Records from a dataset:
--- START ---

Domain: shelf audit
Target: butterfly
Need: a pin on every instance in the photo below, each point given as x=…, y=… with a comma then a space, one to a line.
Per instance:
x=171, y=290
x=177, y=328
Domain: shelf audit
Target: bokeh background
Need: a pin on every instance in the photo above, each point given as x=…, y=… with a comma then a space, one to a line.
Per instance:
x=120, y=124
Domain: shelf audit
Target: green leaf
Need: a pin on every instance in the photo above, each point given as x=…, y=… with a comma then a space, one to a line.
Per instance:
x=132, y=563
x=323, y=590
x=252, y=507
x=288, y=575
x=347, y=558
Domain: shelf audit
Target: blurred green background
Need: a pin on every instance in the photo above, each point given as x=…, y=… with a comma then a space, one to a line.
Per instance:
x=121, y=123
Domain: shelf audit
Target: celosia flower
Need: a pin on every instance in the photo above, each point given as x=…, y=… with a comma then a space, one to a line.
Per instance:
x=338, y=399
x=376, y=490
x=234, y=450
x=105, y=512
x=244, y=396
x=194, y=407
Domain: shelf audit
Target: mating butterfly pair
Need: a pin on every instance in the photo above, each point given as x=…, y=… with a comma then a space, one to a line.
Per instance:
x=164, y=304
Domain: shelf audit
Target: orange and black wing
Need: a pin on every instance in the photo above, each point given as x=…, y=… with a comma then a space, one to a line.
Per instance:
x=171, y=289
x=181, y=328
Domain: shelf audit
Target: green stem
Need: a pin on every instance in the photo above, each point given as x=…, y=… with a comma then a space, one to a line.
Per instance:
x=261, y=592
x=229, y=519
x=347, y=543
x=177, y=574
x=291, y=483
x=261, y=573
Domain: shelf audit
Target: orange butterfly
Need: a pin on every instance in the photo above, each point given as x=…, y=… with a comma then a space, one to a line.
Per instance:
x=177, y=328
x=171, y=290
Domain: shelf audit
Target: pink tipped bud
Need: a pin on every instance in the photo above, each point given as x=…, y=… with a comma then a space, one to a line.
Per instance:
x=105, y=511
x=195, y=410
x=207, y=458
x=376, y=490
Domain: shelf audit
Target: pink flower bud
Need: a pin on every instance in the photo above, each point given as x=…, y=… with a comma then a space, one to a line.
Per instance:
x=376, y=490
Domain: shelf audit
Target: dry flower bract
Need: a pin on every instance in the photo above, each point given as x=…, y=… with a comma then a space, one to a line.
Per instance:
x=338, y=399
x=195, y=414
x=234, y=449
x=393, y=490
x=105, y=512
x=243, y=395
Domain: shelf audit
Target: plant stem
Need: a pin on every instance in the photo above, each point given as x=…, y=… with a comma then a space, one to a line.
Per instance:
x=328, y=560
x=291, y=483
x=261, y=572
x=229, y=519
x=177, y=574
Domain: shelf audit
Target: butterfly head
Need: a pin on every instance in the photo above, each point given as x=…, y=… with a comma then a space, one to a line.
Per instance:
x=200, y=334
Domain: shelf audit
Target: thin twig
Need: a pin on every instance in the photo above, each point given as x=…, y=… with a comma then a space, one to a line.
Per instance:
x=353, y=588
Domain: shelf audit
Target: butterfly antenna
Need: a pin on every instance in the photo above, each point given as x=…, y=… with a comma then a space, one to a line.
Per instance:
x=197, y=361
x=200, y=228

--- END ---

Work order: The result is a copy of every line above where the word "butterfly" shows up.

Completed task:
Target: butterfly
Target: mating butterfly pair
Target: orange butterfly
Target: butterfly head
Target: butterfly antenna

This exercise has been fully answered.